▸ What you will do: Repeat the material below word for word and leave out all pictures.

▸ Input for this task:
________________
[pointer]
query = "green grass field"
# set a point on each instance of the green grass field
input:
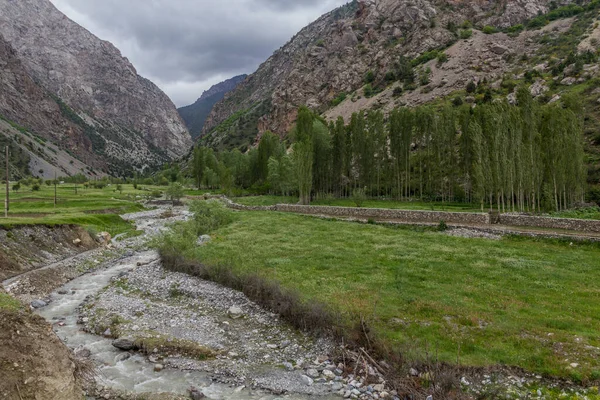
(392, 204)
(516, 302)
(98, 209)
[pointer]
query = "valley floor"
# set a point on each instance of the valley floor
(529, 303)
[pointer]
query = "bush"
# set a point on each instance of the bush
(175, 192)
(465, 34)
(338, 100)
(442, 226)
(359, 196)
(471, 87)
(488, 30)
(210, 215)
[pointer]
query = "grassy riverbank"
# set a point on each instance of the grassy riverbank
(97, 209)
(515, 302)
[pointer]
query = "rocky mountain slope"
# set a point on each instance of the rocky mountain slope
(195, 114)
(328, 62)
(109, 116)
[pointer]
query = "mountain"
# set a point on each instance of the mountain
(110, 117)
(350, 59)
(195, 114)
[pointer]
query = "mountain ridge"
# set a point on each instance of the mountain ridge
(331, 56)
(131, 124)
(194, 115)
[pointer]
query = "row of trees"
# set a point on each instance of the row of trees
(527, 157)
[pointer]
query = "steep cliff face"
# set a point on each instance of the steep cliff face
(195, 114)
(128, 120)
(332, 55)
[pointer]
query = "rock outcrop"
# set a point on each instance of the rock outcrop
(195, 114)
(332, 55)
(124, 119)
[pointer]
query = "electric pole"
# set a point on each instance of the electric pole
(54, 187)
(6, 201)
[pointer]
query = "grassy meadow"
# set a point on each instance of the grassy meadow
(515, 302)
(93, 208)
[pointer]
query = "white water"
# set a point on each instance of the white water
(135, 374)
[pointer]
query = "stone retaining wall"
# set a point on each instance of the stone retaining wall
(417, 216)
(382, 213)
(580, 225)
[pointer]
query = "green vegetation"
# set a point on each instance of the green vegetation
(9, 303)
(488, 30)
(527, 157)
(92, 208)
(18, 159)
(480, 301)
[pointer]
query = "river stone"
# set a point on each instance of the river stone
(122, 357)
(235, 312)
(203, 240)
(123, 344)
(83, 352)
(307, 380)
(195, 394)
(328, 374)
(38, 304)
(313, 373)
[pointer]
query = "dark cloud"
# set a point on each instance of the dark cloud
(185, 46)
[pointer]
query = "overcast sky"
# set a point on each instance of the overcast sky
(185, 46)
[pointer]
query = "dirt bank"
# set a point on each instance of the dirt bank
(26, 248)
(34, 363)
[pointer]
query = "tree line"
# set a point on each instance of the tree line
(524, 157)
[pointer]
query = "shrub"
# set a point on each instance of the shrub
(488, 30)
(465, 34)
(471, 87)
(175, 192)
(442, 226)
(209, 215)
(359, 196)
(339, 99)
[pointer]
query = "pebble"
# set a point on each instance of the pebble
(38, 304)
(307, 380)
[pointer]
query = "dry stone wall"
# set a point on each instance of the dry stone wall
(381, 213)
(580, 225)
(415, 216)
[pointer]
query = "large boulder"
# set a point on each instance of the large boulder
________________
▸ Output of the task:
[pointer]
query = "green grass field"
# set a point on each instance of the green grass field
input:
(392, 204)
(516, 302)
(98, 209)
[pointer]
query = "valley floor"
# set a point on each instance of the valley floor
(529, 303)
[pointer]
query = "bush"
# set a point on each instance of the bush
(175, 192)
(465, 34)
(338, 100)
(442, 226)
(359, 196)
(471, 87)
(488, 30)
(210, 215)
[pointer]
query = "grassy riverbank"
# set a point on each instance of the grassy riverbank
(97, 209)
(515, 302)
[pointer]
query = "rocky mountain slope"
# set a point on each instance of the rocky mountain slope
(195, 114)
(328, 62)
(109, 116)
[pointer]
query = "mountain"
# set a point on each instance of the mountain
(110, 117)
(350, 59)
(195, 114)
[pointer]
query = "mountain ridge"
# set a point on each instance of the mountain ridge
(331, 56)
(131, 124)
(194, 115)
[pointer]
query = "row of trees"
# set a point on each instance of the row of trees
(527, 157)
[pointer]
query = "steep cliff face"
# set a point on each instance of the steep cliff face
(195, 114)
(128, 120)
(332, 55)
[pointer]
query = "rock outcrop"
# set a point on each instance of the rock outcrop
(195, 114)
(332, 55)
(124, 119)
[pointer]
query = "electric pole"
# set a point on each instance of the electric pole
(54, 187)
(6, 201)
[pointer]
query = "grassy meadow"
# set a point on each instance of the grassy meadow
(515, 302)
(93, 208)
[pointer]
query = "white water"
# set a point on each instance of the white water
(135, 374)
[pointer]
query = "stone retaining wall"
# set a point on each instance of the stone retaining wall
(417, 216)
(382, 213)
(580, 225)
[pointer]
query = "green vegetation"
# set a point on each instance of the green vegetation
(9, 303)
(488, 30)
(527, 157)
(92, 208)
(18, 159)
(480, 301)
[pointer]
query = "river stone"
# set a point on each instance of the river stone
(122, 357)
(235, 312)
(203, 240)
(123, 344)
(83, 352)
(307, 380)
(195, 394)
(328, 374)
(38, 304)
(313, 373)
[pointer]
query = "dark cloud"
# set a point on each instance of the dark cloud
(185, 46)
[pointer]
query = "overcast sky"
# set a point on each instance of the overcast sky
(185, 46)
[pointer]
query = "dirt bank"
# set a point on each instance of the dirt bank
(26, 248)
(34, 363)
[pointer]
query = "tree line"
# set a point on each instance of the tree line
(524, 157)
[pointer]
query = "shrub"
# set a point on each instance of the shrub
(488, 30)
(465, 34)
(471, 87)
(175, 192)
(442, 226)
(209, 215)
(359, 196)
(339, 99)
[pointer]
query = "pebble"
# set a point on each instance of the pebble
(38, 304)
(307, 380)
[pointer]
query = "dry stone wall"
# set a point on each instance of the dry stone wall
(381, 213)
(580, 225)
(415, 216)
[pointer]
query = "large boulder"
# set a point on each instance of the large boulder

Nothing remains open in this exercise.